### PROBLEM TO SOLVE
Edit the listing from the line that contains "the pink shorts" through the end of the listing, changing "one point per instance" to "one point for each instance" and leaving all else as it is. Give back only those lines.

(Items from a data source)

— BEGIN —

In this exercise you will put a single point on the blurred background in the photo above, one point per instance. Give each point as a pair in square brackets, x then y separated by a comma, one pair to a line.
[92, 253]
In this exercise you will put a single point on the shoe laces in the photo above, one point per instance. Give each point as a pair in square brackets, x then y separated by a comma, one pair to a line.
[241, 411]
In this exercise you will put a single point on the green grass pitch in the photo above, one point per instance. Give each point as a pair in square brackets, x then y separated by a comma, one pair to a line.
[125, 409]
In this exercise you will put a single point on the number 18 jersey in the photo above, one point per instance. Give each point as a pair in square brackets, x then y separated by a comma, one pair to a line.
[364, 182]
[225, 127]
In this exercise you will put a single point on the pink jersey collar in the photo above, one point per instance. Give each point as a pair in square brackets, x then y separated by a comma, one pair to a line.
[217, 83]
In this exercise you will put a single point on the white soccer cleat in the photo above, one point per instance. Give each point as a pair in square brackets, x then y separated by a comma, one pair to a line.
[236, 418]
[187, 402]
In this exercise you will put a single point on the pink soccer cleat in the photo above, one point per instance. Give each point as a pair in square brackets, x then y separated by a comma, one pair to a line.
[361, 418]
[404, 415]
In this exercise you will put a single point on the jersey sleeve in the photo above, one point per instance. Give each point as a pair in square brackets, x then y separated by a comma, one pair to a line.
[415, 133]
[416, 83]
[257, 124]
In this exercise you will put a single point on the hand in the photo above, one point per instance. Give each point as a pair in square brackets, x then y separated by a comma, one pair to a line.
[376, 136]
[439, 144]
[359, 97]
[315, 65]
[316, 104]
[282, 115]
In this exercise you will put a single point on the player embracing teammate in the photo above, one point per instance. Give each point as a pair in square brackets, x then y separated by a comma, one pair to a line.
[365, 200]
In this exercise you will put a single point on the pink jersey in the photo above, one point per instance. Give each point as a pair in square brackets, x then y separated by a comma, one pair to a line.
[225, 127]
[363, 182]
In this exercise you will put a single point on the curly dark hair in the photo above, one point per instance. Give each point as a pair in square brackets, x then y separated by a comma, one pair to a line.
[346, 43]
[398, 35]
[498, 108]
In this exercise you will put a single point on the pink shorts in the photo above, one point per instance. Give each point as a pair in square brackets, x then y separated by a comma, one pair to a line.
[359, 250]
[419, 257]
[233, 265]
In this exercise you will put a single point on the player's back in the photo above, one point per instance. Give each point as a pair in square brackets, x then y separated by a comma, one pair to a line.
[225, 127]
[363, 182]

— END —

### FULL ANSWER
In this exercise you will put a single point on the pink shorts in the photo above, one point for each instance. Give each point as a pair in square brackets, x then y separated by a comma, one pair to a line.
[359, 250]
[419, 257]
[233, 265]
In this exercise you will put a single point on the player's back in the photo above, one point for each instance. Give each point as a pair in square brackets, x then y separated by a comma, one pair to a line.
[225, 127]
[363, 182]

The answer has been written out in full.